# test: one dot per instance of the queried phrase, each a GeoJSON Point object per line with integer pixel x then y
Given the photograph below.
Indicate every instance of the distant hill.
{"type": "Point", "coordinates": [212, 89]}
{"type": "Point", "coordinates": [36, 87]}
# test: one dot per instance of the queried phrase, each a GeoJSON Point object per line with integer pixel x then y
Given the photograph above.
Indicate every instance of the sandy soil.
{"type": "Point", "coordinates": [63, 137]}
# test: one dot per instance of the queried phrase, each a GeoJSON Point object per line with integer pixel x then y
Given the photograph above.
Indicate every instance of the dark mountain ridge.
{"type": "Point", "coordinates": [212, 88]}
...
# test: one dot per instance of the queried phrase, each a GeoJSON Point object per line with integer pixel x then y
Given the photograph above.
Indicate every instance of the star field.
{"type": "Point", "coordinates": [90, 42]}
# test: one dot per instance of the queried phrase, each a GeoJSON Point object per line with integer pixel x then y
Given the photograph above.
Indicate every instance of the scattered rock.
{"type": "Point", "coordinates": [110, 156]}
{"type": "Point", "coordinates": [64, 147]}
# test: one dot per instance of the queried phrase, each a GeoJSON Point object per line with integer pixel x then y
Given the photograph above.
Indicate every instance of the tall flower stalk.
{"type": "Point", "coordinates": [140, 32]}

Request - Return each line of the items above that contains the word "every".

Expected output -
Indicate every instance of the distant hill.
Indicate every instance of the sandy soil.
Indicate every instance of the dark mountain ridge.
Indicate every instance of the star field.
Indicate every instance of the scattered rock.
Indicate every instance of the tall flower stalk.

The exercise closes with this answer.